───── Data provided

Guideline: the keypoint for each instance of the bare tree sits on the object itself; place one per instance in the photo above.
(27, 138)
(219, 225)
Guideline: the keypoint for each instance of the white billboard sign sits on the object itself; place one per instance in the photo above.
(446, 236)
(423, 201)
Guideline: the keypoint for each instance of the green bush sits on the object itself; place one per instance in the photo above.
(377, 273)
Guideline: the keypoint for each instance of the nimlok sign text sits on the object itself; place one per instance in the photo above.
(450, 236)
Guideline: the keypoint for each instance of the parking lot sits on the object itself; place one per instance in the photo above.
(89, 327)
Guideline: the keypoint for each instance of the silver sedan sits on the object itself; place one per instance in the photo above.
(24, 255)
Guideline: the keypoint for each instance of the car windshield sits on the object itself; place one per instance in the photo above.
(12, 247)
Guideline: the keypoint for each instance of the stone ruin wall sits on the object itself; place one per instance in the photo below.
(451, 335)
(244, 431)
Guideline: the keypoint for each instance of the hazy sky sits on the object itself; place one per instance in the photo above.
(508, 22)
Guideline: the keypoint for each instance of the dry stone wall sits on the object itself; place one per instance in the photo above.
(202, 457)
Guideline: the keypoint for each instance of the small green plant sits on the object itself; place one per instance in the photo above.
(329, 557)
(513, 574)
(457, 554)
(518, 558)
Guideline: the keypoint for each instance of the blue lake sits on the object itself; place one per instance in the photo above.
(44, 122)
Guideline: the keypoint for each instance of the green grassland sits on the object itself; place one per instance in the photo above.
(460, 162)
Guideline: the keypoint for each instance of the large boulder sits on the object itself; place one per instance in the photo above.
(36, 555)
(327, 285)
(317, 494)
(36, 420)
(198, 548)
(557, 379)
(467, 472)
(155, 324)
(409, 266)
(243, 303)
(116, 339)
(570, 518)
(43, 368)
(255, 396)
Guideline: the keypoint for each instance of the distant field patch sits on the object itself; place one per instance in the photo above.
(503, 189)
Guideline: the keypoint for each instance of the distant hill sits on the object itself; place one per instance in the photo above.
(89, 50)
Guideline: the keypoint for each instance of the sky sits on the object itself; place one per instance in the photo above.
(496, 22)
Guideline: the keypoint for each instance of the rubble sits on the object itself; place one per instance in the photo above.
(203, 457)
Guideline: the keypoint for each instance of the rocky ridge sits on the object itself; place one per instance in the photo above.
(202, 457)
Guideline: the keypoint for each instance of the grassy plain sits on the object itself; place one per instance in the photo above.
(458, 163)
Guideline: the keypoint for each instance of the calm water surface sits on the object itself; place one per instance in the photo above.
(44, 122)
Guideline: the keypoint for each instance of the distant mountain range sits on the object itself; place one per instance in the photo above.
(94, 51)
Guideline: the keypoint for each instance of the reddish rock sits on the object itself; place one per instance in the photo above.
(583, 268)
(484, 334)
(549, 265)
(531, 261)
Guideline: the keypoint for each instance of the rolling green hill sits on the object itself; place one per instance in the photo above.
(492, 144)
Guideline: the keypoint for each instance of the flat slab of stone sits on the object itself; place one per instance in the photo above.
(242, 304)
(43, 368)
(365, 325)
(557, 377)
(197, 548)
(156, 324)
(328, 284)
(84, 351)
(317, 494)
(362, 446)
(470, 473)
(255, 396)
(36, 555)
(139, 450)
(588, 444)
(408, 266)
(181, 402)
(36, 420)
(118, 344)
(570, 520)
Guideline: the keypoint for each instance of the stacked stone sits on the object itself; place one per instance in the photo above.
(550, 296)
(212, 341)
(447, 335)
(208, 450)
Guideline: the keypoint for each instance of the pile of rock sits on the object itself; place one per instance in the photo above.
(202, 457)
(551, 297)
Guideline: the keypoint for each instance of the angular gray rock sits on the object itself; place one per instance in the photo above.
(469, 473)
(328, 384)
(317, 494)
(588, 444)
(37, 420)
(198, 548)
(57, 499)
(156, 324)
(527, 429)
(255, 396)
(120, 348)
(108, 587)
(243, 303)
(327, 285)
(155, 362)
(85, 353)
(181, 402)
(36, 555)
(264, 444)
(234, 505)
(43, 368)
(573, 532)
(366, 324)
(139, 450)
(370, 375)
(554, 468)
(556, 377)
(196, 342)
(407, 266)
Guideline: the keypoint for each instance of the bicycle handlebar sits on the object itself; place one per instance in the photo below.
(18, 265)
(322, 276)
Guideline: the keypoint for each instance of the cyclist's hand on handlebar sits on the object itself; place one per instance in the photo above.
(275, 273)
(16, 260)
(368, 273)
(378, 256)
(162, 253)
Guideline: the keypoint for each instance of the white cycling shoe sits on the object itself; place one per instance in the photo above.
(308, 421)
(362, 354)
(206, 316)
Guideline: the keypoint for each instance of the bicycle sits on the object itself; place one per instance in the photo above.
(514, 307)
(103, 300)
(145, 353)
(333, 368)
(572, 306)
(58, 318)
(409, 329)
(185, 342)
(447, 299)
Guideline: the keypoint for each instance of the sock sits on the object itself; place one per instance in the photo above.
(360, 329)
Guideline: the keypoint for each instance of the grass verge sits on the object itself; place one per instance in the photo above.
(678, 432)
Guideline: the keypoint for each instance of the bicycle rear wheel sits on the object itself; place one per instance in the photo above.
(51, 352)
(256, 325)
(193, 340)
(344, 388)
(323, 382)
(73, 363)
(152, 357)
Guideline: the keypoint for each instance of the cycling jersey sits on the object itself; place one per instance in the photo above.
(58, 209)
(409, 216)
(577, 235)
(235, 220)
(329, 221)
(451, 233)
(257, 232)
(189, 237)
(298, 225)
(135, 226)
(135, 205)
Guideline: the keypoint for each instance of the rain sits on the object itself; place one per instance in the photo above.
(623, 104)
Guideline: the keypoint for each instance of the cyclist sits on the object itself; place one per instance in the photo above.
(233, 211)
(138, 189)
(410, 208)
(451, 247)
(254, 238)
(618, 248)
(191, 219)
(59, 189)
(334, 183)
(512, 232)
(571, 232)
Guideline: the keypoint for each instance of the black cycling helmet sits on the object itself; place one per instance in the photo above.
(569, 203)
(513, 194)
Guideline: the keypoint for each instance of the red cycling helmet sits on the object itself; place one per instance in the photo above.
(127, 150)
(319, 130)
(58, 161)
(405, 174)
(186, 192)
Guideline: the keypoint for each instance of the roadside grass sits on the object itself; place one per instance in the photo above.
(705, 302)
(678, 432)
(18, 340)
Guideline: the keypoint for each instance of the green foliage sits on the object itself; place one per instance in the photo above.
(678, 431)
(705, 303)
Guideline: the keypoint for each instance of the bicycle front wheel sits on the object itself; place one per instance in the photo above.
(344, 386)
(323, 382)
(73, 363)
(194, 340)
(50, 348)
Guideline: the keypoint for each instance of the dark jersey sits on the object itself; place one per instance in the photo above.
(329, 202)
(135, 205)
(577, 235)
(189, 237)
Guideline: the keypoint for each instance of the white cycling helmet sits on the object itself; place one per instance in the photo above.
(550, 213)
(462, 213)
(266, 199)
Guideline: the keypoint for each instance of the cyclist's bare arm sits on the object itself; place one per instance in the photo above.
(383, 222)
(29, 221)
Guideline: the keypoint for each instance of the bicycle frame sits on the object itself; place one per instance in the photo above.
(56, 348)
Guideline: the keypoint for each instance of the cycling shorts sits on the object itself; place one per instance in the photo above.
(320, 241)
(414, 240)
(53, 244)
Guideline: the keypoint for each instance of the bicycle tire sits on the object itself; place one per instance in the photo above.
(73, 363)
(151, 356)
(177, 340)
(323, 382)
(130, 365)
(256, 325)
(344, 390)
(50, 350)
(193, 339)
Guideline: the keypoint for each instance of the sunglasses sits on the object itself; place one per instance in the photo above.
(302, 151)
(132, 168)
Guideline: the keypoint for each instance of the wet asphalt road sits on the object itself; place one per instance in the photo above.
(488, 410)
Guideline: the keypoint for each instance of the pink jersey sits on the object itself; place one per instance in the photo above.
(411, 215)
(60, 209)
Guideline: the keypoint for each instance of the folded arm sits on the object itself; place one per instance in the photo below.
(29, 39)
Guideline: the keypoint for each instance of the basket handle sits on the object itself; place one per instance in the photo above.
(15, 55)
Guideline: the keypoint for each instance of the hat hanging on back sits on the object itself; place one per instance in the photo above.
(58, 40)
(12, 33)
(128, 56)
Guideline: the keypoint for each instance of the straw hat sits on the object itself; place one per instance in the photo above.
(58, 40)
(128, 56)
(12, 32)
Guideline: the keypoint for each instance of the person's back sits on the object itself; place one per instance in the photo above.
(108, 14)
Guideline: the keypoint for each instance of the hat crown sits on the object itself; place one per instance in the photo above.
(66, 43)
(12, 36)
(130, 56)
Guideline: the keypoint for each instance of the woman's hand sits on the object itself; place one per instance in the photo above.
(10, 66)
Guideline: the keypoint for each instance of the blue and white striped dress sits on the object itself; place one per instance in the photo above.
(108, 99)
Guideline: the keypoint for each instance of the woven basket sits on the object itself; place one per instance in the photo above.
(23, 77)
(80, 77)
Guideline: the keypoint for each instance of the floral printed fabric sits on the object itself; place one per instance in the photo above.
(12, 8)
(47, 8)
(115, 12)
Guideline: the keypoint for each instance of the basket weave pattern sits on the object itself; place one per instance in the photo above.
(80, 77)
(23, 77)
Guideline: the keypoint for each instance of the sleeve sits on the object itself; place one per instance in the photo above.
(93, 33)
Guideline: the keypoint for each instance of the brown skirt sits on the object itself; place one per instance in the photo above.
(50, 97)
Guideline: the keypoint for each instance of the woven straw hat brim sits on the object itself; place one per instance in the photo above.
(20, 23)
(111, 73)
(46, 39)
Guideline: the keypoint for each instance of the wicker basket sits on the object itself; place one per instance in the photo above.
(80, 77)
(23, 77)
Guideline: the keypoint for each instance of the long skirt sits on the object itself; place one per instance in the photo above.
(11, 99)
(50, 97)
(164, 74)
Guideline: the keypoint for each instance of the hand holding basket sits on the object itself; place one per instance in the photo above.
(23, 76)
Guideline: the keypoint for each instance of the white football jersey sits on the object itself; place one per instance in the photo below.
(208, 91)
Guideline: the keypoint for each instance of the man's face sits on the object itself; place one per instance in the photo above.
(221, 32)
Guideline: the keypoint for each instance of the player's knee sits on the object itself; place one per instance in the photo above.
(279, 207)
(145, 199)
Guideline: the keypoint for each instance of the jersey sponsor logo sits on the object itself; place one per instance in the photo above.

──────────

▸ **Problem to work on**: With the line containing "Guideline: the keypoint for each instance of the wicker" as the start and the last line of the material above as the end, copy that run of lines exactly, both ends included, and nothing more.

▸ **Task solution**:
Guideline: the keypoint for each instance of the wicker basket sits on the object itself; place one per instance in the photo above.
(80, 77)
(23, 77)
Guideline: the keypoint for each instance of the long skirt sits on the object itself; place one per instance in the photo above.
(11, 99)
(50, 97)
(164, 74)
Guideline: the keypoint for each instance of the hand holding basket sits on the object itself; place one per instance in the photo above.
(23, 76)
Guideline: the keypoint for each instance of the white football jersey sits on the object itself; place one per instance in the photo below.
(208, 91)
Guideline: the keypoint for each instance of the man's face sits on the object itself; place one per instance in the photo above.
(221, 32)
Guideline: the keypoint for each instance of the player's knee sits on the object itself; place one per instance in the photo above.
(279, 207)
(145, 199)
Guideline: the keypoint for each instance of the jersey sponsor logo sits on the object itself; place one per instance in the photo above.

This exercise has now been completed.